## Instructions for the task
In the rows below, how many contain the string "sample"? Case counts; reply with the number alone.

## Records for the task
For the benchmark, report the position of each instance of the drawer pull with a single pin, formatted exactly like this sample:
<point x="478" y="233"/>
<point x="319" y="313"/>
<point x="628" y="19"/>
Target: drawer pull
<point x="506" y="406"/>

* * *

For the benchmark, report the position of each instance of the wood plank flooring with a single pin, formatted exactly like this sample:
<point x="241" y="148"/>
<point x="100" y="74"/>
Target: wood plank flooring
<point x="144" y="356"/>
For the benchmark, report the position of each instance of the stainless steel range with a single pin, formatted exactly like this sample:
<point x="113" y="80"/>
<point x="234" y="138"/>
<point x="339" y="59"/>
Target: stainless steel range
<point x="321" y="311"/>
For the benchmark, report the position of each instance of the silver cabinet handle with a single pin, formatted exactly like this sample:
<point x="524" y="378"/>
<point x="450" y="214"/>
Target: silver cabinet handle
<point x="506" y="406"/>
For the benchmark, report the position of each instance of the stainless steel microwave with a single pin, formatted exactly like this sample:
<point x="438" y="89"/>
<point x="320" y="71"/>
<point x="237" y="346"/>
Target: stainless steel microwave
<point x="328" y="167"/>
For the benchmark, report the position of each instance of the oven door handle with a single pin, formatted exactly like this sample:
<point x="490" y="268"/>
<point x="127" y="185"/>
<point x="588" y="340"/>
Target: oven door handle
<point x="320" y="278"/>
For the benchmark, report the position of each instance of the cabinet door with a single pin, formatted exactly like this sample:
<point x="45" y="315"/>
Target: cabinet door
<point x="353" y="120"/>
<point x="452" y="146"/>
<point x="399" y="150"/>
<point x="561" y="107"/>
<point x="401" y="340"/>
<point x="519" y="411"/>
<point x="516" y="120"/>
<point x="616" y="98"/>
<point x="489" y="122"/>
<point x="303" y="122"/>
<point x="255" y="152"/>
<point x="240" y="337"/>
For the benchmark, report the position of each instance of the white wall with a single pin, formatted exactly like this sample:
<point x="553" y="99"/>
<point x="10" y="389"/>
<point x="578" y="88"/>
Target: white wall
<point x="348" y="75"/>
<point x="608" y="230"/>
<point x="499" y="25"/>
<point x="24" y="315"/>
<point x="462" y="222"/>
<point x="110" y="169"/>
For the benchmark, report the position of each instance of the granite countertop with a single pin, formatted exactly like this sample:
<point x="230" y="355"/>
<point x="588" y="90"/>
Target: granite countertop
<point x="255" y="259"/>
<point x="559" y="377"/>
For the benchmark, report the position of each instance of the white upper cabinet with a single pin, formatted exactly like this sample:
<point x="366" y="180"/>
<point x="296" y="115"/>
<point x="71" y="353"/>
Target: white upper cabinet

## Reply to the task
10